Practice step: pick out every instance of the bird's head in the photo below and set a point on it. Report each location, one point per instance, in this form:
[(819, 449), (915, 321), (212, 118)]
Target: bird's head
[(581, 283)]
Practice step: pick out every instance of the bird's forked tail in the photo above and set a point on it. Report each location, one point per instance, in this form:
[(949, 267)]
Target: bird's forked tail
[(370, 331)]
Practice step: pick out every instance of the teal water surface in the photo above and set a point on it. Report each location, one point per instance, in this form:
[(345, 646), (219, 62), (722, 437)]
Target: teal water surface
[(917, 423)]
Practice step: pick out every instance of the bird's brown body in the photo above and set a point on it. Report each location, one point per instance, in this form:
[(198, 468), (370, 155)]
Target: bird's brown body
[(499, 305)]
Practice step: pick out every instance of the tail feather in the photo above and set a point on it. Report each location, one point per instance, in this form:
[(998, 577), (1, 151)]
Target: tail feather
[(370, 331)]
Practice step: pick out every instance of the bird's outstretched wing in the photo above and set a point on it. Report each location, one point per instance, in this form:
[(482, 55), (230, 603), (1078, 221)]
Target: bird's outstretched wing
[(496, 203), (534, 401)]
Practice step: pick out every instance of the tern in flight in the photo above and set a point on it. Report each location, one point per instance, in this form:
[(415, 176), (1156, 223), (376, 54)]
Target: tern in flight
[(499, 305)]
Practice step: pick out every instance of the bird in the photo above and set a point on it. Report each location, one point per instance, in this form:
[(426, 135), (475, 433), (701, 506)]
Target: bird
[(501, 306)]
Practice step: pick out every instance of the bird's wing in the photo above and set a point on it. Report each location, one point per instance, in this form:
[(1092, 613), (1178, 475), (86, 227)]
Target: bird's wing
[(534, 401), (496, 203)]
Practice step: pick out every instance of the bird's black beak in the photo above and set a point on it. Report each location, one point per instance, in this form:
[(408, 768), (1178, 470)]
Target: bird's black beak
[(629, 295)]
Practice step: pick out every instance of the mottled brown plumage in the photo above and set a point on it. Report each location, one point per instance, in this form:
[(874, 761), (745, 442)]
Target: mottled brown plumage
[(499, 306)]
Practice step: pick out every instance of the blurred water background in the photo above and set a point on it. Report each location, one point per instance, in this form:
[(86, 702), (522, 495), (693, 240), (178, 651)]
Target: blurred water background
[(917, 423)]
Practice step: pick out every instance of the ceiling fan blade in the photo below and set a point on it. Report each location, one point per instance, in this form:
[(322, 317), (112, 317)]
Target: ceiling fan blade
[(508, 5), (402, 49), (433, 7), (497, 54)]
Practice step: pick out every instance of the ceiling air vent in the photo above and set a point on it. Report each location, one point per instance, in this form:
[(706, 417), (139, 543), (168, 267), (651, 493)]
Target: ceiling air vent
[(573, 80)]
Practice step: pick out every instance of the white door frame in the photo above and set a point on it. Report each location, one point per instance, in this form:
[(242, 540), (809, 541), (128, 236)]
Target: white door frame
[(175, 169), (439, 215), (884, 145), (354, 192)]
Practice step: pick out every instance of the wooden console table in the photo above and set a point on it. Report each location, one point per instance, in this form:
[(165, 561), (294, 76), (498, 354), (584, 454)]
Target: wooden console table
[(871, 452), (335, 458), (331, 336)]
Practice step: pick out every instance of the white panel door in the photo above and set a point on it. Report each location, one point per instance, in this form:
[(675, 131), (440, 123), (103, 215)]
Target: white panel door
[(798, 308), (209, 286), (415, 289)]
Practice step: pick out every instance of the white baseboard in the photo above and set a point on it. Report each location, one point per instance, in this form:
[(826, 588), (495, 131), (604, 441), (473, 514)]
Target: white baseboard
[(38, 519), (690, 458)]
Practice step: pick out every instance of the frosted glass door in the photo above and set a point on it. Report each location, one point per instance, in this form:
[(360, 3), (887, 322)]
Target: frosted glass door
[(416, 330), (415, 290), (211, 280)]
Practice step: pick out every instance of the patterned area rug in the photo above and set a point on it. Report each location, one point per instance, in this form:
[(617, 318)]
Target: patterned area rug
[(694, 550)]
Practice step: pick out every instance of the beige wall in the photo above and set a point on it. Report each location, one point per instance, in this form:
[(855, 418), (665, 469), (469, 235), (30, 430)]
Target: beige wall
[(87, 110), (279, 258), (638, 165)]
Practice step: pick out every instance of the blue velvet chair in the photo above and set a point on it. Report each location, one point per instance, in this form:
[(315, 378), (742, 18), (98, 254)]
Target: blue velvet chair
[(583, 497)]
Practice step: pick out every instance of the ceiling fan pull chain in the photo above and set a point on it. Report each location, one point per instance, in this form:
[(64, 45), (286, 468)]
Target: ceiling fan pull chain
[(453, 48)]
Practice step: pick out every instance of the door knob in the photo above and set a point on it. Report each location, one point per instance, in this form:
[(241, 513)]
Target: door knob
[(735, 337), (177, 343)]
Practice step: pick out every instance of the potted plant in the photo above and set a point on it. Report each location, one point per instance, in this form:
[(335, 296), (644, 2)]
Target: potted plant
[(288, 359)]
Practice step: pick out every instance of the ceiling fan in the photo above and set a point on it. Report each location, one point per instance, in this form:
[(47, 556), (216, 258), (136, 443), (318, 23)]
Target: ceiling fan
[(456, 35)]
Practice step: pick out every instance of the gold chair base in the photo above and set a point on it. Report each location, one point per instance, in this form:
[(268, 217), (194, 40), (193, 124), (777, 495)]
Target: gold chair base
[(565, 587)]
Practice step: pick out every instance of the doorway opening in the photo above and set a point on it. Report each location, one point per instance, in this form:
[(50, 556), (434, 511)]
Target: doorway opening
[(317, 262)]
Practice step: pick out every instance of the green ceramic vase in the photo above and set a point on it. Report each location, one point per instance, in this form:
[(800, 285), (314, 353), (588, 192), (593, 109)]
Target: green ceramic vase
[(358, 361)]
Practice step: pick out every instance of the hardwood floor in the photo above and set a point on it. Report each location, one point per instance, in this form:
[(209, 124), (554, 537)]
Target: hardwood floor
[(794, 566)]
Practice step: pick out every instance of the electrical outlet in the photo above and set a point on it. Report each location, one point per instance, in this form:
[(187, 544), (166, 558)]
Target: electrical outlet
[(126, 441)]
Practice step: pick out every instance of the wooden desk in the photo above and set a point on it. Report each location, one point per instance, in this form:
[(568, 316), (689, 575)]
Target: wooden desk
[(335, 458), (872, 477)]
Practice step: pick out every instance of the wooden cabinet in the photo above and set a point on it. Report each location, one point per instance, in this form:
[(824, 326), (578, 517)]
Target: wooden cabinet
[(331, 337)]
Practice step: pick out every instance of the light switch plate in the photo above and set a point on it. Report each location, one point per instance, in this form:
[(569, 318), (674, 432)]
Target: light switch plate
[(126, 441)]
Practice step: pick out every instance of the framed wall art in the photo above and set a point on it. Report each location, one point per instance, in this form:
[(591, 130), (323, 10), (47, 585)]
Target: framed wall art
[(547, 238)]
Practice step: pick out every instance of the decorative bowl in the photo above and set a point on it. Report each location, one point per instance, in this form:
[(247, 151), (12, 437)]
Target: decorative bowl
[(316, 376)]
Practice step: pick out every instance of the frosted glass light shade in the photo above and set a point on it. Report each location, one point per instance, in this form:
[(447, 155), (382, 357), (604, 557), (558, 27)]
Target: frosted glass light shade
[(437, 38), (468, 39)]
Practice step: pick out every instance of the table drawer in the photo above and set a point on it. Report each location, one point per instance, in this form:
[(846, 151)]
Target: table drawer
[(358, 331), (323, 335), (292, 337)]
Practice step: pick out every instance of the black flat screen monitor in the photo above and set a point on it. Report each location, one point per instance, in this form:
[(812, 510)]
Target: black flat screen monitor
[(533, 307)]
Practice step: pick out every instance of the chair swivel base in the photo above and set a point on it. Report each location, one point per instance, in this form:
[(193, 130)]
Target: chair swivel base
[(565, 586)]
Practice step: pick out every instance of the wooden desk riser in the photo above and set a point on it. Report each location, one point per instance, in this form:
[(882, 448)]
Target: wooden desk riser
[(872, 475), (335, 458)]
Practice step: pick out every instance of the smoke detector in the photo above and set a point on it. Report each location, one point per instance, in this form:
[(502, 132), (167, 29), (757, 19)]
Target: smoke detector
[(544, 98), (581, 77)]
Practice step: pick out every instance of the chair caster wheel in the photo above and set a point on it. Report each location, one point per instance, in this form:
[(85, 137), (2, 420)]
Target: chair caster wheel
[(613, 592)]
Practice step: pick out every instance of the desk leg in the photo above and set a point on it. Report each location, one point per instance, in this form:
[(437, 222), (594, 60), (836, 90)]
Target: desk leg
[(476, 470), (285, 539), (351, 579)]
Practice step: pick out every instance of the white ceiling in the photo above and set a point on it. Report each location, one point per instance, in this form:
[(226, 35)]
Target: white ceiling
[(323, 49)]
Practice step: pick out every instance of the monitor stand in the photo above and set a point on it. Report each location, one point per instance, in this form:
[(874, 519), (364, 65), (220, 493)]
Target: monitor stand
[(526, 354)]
++++++++++++++++++++
- Required action
The lines above from the one with "Practice step: pick out every instance of the black" through the one with "[(193, 130)]" are to be duplicated exactly, ends included, with nothing added.

- Solution to this problem
Practice step: pick out every instance of the black flat screen monitor in the photo above and set a point on it. Report each location, one point per instance, in this form:
[(812, 510)]
Target: black flat screen monitor
[(533, 307)]
Practice step: pick out every instance of the chair swivel base in the photo above and set a point on it. Report each location, one point per instance, in this form:
[(193, 130)]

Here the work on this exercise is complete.